SET TASK: Copy the lines of the entries below word for word, from the line that contains "Tag any visible background tree in the frame." through the line that contains "37;72;104;136", both of those lines included.

═════ EXTRACTED INFORMATION

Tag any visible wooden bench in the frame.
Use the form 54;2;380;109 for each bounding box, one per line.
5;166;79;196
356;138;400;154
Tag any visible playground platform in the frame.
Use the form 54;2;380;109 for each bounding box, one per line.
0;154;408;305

══════════
═════ EXTRACTED INFORMATION

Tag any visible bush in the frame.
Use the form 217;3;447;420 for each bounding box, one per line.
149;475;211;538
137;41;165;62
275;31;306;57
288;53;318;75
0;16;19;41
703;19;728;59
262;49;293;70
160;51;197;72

══════════
═════ EXTRACTED INFORMATION

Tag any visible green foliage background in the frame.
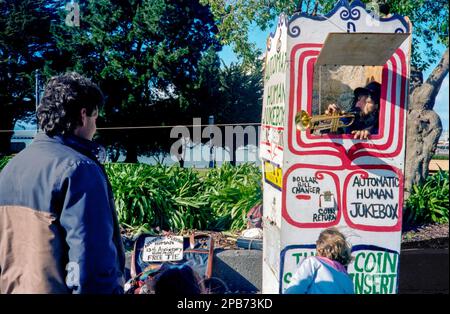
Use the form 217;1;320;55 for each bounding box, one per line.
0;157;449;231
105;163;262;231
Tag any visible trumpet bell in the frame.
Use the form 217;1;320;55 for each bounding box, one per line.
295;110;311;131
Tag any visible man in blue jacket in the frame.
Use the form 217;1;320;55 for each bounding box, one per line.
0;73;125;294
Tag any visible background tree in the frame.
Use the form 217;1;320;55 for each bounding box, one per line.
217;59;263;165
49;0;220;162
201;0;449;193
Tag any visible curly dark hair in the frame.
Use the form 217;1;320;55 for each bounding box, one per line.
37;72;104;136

══════════

RESULT:
Tag any visible background tree in the frame.
Use the form 217;1;320;55 for each bounding box, one per line.
217;59;263;165
49;0;220;162
201;0;449;193
Tag any visible curly dark hair in the frame.
Use the form 217;1;320;55 for each bounding box, one per line.
37;72;104;136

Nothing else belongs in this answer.